====== Supplied data
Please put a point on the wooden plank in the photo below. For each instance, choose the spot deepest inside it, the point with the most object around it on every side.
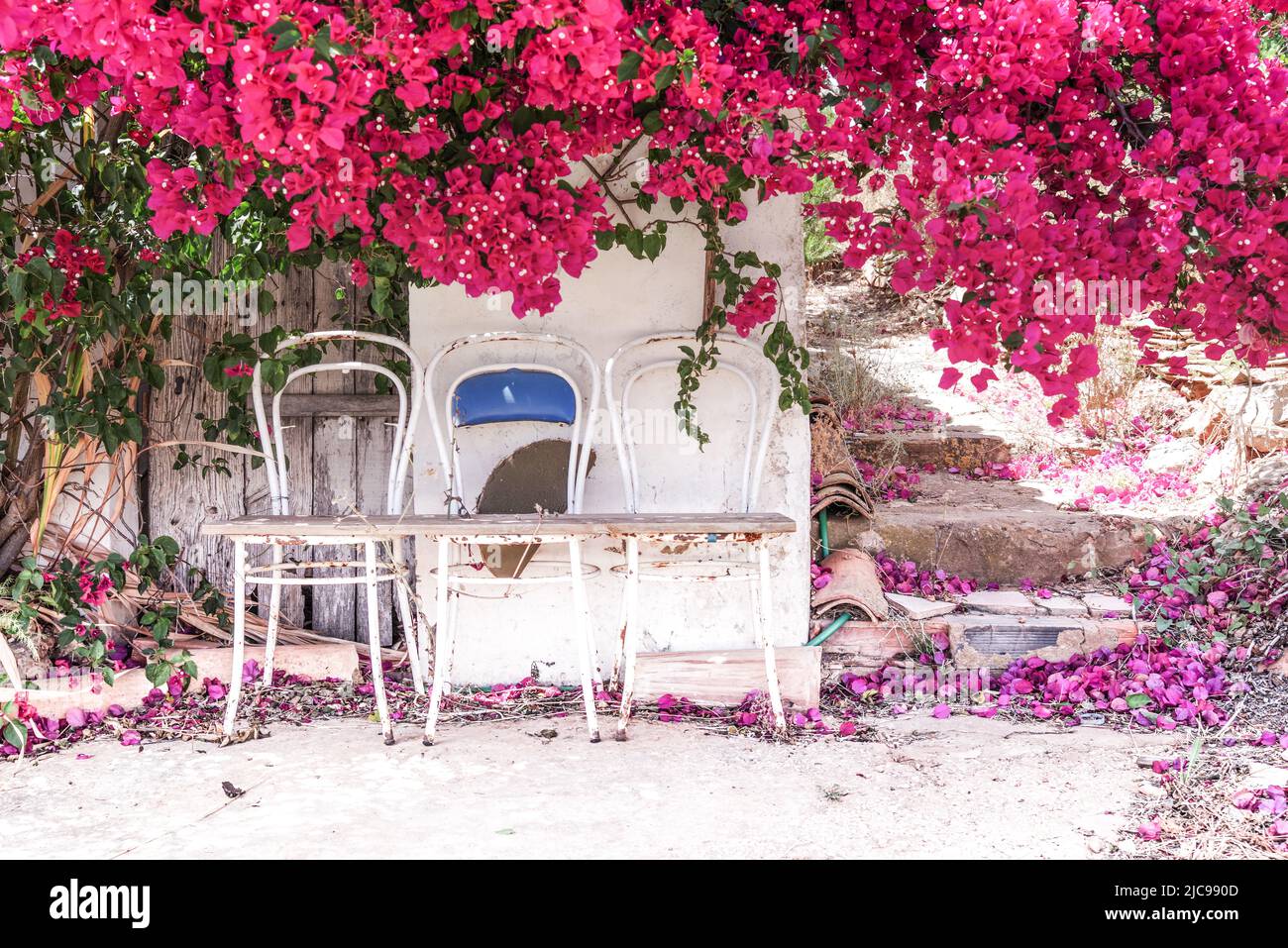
(335, 485)
(175, 502)
(320, 404)
(864, 647)
(516, 524)
(725, 677)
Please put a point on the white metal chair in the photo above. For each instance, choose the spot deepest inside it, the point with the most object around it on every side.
(745, 363)
(531, 389)
(370, 571)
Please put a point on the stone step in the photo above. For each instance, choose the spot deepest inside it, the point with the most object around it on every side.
(975, 640)
(949, 447)
(1000, 532)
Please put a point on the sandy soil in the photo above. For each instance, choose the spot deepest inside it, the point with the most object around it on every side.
(964, 788)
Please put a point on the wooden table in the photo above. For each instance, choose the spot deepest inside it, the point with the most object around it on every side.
(501, 528)
(445, 532)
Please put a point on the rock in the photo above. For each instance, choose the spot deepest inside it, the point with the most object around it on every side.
(1063, 605)
(951, 447)
(1004, 603)
(996, 642)
(1199, 423)
(1263, 410)
(1103, 605)
(917, 608)
(997, 532)
(1179, 454)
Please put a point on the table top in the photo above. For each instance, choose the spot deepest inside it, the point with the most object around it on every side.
(700, 526)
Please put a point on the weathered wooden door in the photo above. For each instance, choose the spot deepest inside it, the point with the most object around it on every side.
(338, 441)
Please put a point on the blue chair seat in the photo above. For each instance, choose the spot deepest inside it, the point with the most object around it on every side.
(514, 394)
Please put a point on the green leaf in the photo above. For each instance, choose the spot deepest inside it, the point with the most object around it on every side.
(16, 734)
(287, 35)
(630, 65)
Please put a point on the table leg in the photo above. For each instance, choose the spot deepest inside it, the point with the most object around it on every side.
(764, 609)
(239, 636)
(630, 631)
(581, 620)
(442, 647)
(377, 665)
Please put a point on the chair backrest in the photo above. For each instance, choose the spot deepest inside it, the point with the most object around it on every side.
(661, 351)
(515, 389)
(408, 410)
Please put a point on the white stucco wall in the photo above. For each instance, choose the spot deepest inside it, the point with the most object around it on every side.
(614, 300)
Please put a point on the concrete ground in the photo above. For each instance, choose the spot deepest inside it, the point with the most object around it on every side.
(961, 788)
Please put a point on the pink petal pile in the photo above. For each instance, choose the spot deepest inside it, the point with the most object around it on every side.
(889, 483)
(1267, 801)
(907, 578)
(884, 417)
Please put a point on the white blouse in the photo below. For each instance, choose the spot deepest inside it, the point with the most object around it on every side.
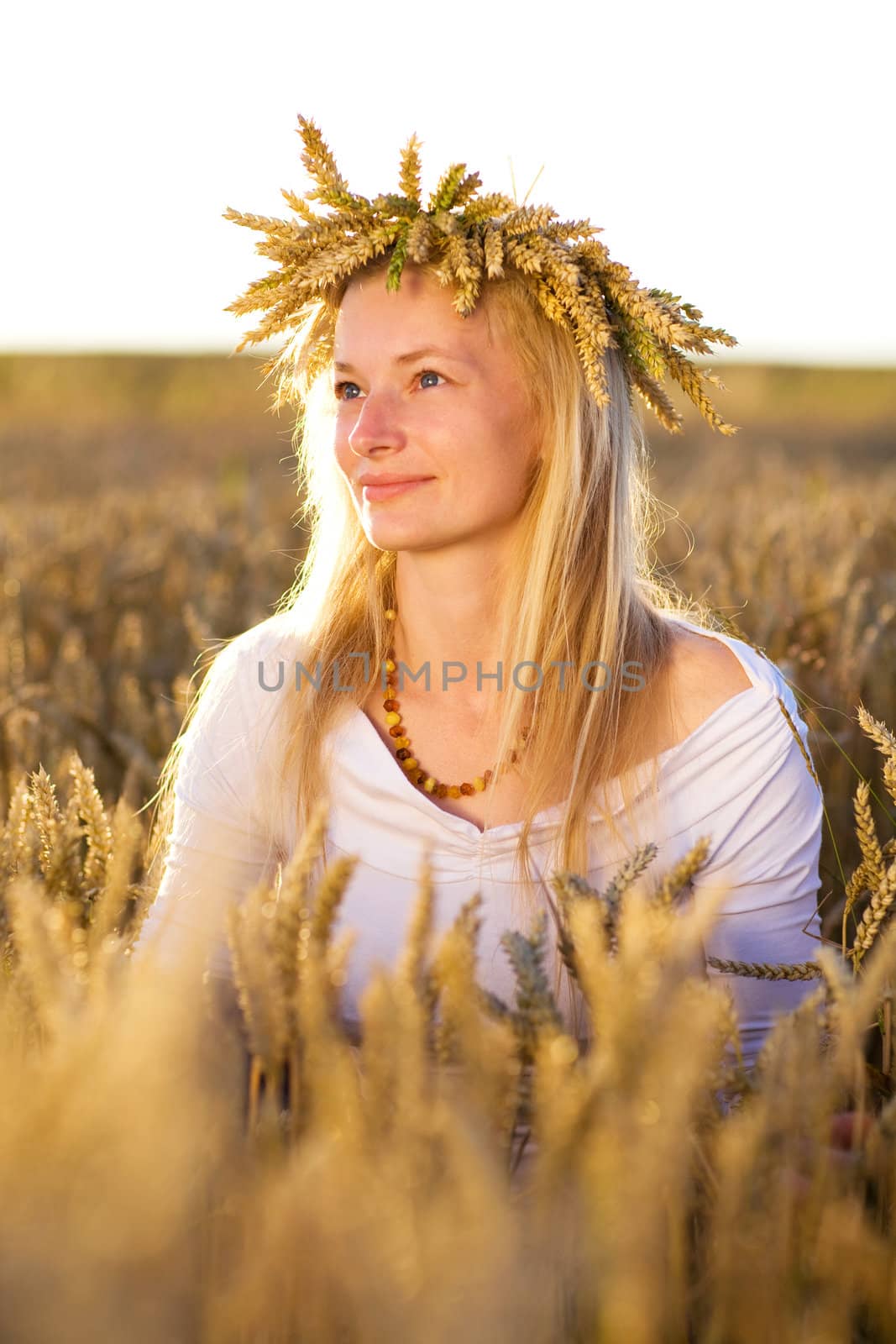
(739, 779)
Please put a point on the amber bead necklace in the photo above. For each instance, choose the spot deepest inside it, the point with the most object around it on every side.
(398, 732)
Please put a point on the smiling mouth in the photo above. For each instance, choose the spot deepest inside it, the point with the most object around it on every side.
(385, 492)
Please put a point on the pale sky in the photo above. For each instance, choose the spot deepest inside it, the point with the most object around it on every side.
(738, 154)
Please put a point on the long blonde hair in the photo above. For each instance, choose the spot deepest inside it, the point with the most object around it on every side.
(582, 588)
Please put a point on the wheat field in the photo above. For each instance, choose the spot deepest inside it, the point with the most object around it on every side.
(172, 1169)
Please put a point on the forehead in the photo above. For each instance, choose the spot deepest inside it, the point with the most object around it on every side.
(418, 315)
============
# Set task
Could you rewrite all the data above with "Please put a point on" replaced by "Please mark a point on" and everything else left unchanged? Leave the pictures out of your answer.

# Answer below
Please mark a point on the wooden plank in the photo below. For each instance, choose the spot deepest inside it, the point with the most object around it on every side.
(335, 485)
(175, 502)
(320, 404)
(864, 647)
(516, 524)
(725, 677)
Please mark a point on the white metal chair in the photo above. For each instance, choose the spot deepest inside it, the point with the most object around it on every side.
(745, 363)
(531, 389)
(370, 571)
Please mark a point on the stone step in the photo above. For each instance, choose the spot deepest inside it, the point with the most object around it on every side.
(975, 640)
(949, 447)
(1000, 532)
Please mark a point on the sandy soil in the photo above. For each instance, choose the spot deepest inside it, the point with the most object around it on every side.
(964, 788)
Please mark a point on the wooden table in the photo above. For each instance, choose the spot deepest inside it, the point with the most object around it on every side.
(501, 528)
(445, 532)
Please mark a point on the rock in the photo above. For each instance, choose the spot deepest inside it, the point with the most object around it on every side.
(1063, 605)
(951, 447)
(1004, 603)
(996, 642)
(1199, 423)
(1263, 410)
(1103, 605)
(917, 608)
(997, 532)
(1179, 454)
Please mark a point on the table top in the photo above. For each instance, choose the spot deepest inside it, the point with the most object around it on every side.
(700, 526)
Please mark a point on the weathered wooden door in the photo above. For each instance, choose the spot deepest inside it, the point with the most object around it on every side.
(338, 441)
Please mark a point on the blue chair seat in the photo above. For each instance, choose the spot deepest inside it, the point with the most object around it on every side.
(514, 394)
Please mark a point on the green leaf in the photo above. For each instance, choose the spot deepest inside it, the point with the most object around it on every side.
(16, 734)
(287, 35)
(630, 65)
Please mark a point on the table leg in the photo above. For each instance, choose the spot deepest inside it, the point with the most object around it on every side.
(764, 609)
(239, 636)
(630, 631)
(581, 620)
(442, 647)
(377, 665)
Please mark a point on the chair backrest in the photo above. For each instance, choose the spot deepest inside it, the point with the most object around it on every side.
(661, 351)
(515, 389)
(408, 410)
Please mark a point on the white stucco wall in the photo above. For each instance, choose the spot deepest inside it, the point with the most object around it on every side.
(614, 300)
Please mark a point on the concrete ground in the photo above. For each instance, choose the spot deepest inside it, the point with the most object around it on every side.
(961, 788)
Please mark a point on the pink petal pile in the photo above. For each instance, choose the spot deepest inside it, the point with the most object around it on every side.
(889, 483)
(1267, 801)
(907, 578)
(884, 417)
Please mark a point on the white blouse in the photo below. For each instance, choose the spot deepest inside it, the point with the most object around it on every side.
(739, 779)
Please mark a point on the amber bead necklace in the photo above. For each instance, choose the spot deepest inside it, the point with the most object around it on every side.
(398, 732)
Please mark a point on the smiling mouth in the photo above. For each instance, choose the spot deepest inside it, the point with the most object around it on every side.
(385, 492)
Please mark a point on the pale sky in the photo above. For each instance, choose the spot deepest inside it, the point with the most object around it on every side.
(738, 154)
Please mark a point on the long blonde hair in the photo above. For each instance, choose the spot deepest inside it, the point with the most object around it on every side.
(582, 588)
Please mark a point on the wheat field in the photo above. For each instance, choose the spot deepest inside it, the point with the most object around it on every side.
(172, 1169)
Please mark a point on the forehead in the photo above. For each instance, choose the spot deepest inside it, the point with the most object around it on every side.
(418, 315)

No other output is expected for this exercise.